Entries pointing to named objects:
────
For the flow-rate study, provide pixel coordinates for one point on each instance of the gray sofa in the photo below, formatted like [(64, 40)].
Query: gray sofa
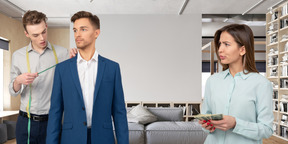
[(168, 129)]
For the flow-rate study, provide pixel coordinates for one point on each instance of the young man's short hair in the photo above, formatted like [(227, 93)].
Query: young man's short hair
[(33, 17), (83, 14)]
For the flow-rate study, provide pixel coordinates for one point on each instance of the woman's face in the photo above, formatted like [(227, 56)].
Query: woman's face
[(229, 51)]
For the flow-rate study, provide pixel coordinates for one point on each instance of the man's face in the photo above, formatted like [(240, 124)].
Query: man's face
[(84, 33), (38, 34)]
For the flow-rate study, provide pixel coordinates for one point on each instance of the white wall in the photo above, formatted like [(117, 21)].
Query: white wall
[(159, 55)]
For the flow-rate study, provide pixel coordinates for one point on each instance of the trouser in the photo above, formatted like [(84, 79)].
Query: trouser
[(37, 131), (89, 136)]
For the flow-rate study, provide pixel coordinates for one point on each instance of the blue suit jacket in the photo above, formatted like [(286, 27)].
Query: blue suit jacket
[(67, 99)]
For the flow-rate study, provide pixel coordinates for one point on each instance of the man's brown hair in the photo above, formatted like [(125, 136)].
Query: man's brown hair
[(94, 20), (243, 36), (33, 17)]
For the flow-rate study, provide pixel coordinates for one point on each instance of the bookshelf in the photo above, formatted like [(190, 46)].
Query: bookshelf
[(189, 108), (277, 66)]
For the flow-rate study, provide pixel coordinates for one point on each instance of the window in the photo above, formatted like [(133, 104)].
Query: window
[(4, 45)]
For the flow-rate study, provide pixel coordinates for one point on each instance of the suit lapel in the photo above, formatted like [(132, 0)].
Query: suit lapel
[(101, 67), (75, 76)]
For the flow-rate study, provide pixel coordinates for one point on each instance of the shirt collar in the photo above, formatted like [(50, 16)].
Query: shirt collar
[(30, 46), (94, 57), (243, 76)]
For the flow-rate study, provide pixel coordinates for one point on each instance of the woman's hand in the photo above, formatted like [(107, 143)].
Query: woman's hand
[(207, 125), (225, 124)]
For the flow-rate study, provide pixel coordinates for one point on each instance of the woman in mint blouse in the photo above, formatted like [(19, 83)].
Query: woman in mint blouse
[(239, 92)]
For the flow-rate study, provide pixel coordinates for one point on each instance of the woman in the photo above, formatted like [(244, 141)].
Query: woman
[(243, 96)]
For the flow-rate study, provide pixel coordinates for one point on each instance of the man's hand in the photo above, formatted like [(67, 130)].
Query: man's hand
[(225, 124), (207, 125), (73, 52), (25, 78)]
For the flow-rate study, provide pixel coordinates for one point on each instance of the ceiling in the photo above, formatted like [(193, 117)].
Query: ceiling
[(60, 11)]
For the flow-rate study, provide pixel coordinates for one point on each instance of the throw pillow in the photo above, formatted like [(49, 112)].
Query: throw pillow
[(140, 115)]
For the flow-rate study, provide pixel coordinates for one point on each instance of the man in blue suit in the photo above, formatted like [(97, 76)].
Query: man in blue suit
[(88, 90)]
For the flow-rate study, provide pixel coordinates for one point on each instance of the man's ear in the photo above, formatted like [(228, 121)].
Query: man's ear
[(242, 50)]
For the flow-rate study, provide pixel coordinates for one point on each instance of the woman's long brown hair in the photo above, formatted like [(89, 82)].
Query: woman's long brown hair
[(243, 36)]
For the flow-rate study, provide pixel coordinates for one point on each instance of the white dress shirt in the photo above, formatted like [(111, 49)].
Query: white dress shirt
[(87, 72), (42, 85)]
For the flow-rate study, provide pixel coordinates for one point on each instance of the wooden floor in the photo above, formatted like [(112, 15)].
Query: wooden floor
[(271, 140)]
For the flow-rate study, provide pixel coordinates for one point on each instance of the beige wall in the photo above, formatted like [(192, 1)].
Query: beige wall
[(12, 30), (59, 36)]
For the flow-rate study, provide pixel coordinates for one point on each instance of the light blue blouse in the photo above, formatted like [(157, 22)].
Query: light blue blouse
[(248, 98)]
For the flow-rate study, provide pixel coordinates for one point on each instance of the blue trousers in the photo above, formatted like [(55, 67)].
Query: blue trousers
[(37, 131)]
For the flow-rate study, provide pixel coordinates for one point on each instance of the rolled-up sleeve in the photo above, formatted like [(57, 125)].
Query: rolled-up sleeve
[(14, 72)]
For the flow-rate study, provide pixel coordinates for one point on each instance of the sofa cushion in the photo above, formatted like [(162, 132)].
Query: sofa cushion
[(175, 132), (167, 114), (135, 126), (170, 126), (140, 115)]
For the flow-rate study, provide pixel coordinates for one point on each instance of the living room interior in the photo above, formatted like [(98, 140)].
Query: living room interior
[(164, 50)]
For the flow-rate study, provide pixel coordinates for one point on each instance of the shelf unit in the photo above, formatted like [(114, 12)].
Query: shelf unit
[(189, 108), (276, 68)]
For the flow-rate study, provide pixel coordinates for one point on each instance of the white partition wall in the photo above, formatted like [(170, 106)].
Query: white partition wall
[(159, 55)]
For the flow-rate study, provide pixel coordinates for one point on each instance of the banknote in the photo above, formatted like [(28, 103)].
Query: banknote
[(209, 117)]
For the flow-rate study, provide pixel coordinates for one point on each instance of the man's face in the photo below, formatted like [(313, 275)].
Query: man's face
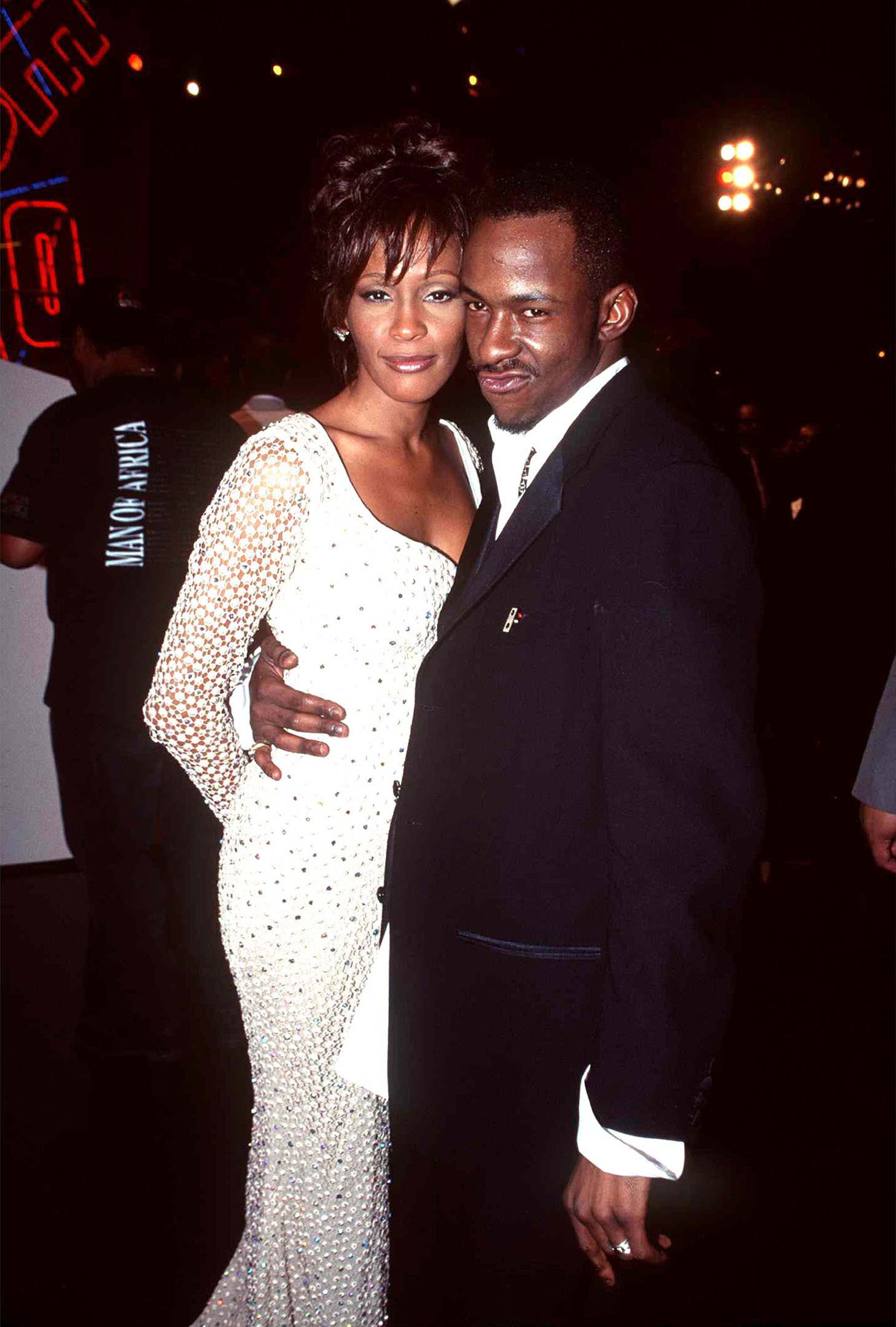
[(531, 319)]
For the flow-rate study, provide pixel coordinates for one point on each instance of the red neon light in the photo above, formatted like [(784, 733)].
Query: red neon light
[(65, 47), (44, 252), (44, 247), (11, 131)]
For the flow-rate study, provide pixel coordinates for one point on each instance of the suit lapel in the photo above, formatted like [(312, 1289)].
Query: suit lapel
[(486, 559)]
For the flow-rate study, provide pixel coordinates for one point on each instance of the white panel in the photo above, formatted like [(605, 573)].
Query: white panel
[(31, 824)]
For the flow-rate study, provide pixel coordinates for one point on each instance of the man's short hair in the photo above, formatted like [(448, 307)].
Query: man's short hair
[(112, 313), (577, 190)]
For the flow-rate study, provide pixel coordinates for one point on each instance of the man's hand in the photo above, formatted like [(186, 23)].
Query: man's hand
[(276, 708), (881, 832), (604, 1211)]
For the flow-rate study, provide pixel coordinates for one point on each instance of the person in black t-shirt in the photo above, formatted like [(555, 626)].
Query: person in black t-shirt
[(108, 493)]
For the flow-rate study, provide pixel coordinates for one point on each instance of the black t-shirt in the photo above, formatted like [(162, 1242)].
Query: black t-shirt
[(113, 482)]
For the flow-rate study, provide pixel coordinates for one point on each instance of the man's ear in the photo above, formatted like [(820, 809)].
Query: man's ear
[(618, 308)]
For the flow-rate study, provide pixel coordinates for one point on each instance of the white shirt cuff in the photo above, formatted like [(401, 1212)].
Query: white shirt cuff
[(624, 1154), (240, 705)]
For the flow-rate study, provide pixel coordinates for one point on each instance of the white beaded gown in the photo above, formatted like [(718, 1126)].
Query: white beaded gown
[(287, 536)]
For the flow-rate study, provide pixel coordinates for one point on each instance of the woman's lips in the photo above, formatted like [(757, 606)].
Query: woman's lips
[(409, 364), (504, 383)]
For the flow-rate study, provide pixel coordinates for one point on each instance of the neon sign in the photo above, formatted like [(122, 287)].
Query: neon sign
[(44, 256), (31, 93)]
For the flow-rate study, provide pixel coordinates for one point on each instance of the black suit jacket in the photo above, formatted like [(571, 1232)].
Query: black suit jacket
[(582, 799)]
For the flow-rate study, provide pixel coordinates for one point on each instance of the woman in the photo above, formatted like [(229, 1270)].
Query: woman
[(343, 528)]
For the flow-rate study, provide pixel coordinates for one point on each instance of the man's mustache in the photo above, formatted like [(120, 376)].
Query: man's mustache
[(504, 367)]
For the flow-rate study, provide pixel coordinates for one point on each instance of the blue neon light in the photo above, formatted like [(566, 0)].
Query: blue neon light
[(31, 189), (27, 52)]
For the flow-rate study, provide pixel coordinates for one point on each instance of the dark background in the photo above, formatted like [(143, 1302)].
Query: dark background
[(122, 1209)]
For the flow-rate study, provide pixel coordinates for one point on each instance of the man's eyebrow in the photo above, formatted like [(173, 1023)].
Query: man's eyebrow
[(528, 297), (381, 276)]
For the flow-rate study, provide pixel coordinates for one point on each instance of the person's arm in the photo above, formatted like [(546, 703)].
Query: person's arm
[(20, 552), (27, 503), (246, 549), (684, 807)]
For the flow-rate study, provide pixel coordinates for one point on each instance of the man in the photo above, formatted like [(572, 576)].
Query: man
[(580, 805), (108, 491)]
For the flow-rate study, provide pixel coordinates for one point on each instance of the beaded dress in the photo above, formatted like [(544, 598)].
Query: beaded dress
[(287, 536)]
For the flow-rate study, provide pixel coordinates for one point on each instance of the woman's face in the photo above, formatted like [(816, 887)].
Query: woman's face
[(408, 334)]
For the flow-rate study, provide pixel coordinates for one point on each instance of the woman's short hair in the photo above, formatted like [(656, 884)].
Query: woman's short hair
[(401, 186)]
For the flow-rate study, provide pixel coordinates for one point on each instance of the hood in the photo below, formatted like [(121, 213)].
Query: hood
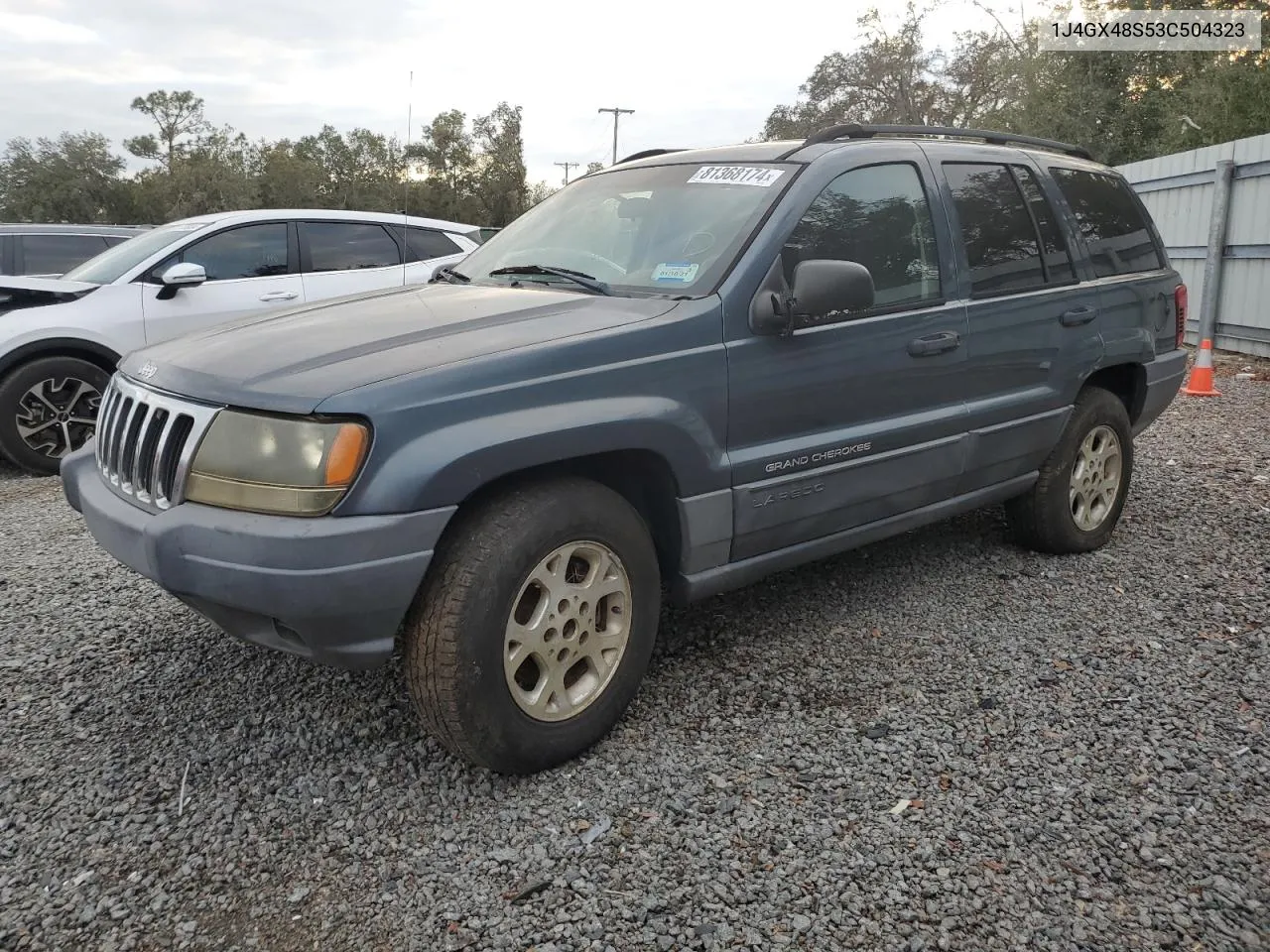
[(290, 362), (17, 294)]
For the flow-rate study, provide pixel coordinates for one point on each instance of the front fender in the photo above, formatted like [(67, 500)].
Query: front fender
[(449, 463)]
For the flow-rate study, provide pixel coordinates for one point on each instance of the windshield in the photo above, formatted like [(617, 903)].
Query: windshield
[(114, 263), (663, 230)]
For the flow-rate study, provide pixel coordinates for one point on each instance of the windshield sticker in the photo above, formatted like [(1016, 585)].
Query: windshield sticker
[(681, 272), (735, 176)]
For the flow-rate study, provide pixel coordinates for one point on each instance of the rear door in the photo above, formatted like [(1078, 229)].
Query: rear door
[(347, 258), (1127, 263), (1032, 322), (250, 268), (53, 255), (861, 417)]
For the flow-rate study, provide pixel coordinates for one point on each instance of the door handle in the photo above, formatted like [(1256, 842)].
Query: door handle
[(935, 344), (1079, 315)]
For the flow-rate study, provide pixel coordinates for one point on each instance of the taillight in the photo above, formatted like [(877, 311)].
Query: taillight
[(1180, 306)]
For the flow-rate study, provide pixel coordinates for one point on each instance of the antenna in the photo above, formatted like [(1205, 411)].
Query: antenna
[(405, 164)]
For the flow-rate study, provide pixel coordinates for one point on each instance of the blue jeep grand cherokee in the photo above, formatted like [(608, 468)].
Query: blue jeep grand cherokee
[(681, 373)]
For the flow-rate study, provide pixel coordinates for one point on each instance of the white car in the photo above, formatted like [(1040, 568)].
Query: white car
[(62, 338)]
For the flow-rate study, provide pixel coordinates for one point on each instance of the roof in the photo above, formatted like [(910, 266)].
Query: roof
[(834, 137), (64, 229), (324, 214)]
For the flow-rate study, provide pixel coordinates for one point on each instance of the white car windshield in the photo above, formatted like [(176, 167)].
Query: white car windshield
[(666, 230), (114, 263)]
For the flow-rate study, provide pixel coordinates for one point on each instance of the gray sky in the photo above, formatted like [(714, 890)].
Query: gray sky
[(697, 73)]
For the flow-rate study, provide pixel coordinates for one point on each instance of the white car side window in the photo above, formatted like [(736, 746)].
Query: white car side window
[(249, 252)]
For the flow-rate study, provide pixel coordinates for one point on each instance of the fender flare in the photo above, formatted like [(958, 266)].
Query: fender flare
[(447, 465)]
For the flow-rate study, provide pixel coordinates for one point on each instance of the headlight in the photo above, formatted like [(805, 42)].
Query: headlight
[(276, 465)]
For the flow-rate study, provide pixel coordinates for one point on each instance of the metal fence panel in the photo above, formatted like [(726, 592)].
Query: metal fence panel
[(1178, 190)]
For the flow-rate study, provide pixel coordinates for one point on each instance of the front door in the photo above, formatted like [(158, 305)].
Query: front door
[(856, 420), (347, 258), (249, 270)]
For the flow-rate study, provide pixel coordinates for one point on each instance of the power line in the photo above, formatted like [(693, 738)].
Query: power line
[(567, 167), (616, 113)]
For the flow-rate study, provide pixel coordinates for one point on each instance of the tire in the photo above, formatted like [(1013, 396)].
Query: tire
[(477, 653), (58, 380), (1056, 516)]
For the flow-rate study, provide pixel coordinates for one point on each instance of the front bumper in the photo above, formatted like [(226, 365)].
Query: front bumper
[(1165, 377), (329, 589)]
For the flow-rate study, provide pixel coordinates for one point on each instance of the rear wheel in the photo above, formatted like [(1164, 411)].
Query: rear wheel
[(1078, 500), (49, 409), (535, 626)]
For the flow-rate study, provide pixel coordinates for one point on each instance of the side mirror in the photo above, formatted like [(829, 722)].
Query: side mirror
[(825, 287), (822, 290), (183, 275)]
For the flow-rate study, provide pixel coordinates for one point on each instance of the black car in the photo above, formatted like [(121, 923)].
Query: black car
[(35, 250)]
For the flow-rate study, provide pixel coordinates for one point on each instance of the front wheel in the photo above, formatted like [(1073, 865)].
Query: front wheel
[(1078, 500), (49, 409), (535, 627)]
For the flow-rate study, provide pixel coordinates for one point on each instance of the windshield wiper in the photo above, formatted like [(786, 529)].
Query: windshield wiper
[(448, 275), (570, 275)]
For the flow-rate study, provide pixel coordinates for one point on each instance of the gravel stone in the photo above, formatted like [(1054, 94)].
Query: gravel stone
[(1067, 725)]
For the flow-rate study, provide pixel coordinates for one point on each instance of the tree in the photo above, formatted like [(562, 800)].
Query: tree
[(896, 77), (216, 173), (70, 179), (176, 114), (287, 179), (1135, 104), (362, 171), (447, 151), (500, 171)]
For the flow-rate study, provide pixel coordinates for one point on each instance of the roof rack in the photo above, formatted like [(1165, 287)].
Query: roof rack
[(648, 154), (855, 130)]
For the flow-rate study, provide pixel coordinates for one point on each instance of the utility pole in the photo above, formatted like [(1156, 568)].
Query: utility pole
[(616, 113), (567, 167)]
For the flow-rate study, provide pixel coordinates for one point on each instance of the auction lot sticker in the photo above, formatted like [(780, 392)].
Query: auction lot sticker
[(735, 176)]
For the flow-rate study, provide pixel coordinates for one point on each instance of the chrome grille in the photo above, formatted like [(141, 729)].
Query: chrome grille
[(145, 442)]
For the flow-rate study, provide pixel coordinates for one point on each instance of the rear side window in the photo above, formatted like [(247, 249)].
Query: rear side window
[(879, 217), (422, 245), (341, 246), (1111, 222), (58, 254), (1058, 262), (998, 232)]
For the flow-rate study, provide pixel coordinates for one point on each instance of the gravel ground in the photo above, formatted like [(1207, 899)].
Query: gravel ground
[(1080, 743)]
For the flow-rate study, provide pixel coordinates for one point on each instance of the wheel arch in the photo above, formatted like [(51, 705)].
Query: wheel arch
[(1127, 381), (89, 350), (643, 477)]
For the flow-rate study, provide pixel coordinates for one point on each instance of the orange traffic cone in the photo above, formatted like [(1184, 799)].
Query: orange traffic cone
[(1201, 382)]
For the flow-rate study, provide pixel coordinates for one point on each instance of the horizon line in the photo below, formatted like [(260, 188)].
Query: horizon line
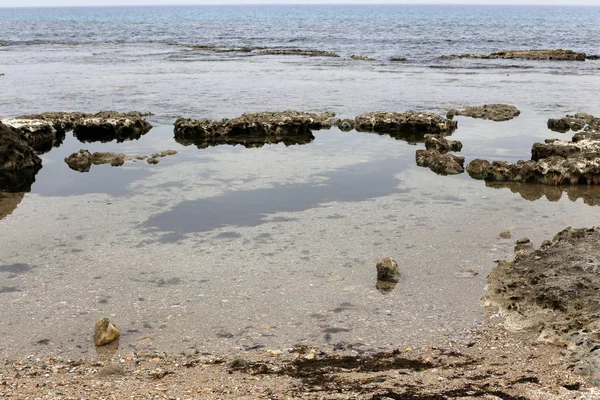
────
Can you format the entry lines above as a JSON list of strings, one string per line with blank lines omitted, beginning with the line that contains "like [(877, 311)]." and running through the line that contains "[(681, 373)]"?

[
  "For the flow-rate study, provide pixel coordinates for one point on each instance of the taillight in the photo above, formatted like [(877, 311)].",
  "Query: taillight",
  "[(1180, 306)]",
  "For the flow-rate study, provide pixel coordinates for one point on each instance of the antenna in the photo above, formatted like [(1205, 411)].",
  "Query: antenna",
  "[(405, 164)]",
  "For the flow-rate study, provide pixel coordinates for one point on each instance of the blue jeep grand cherokee in the photo above, formatted like [(608, 468)].",
  "Query: blue jeep grand cherokee",
  "[(681, 373)]"
]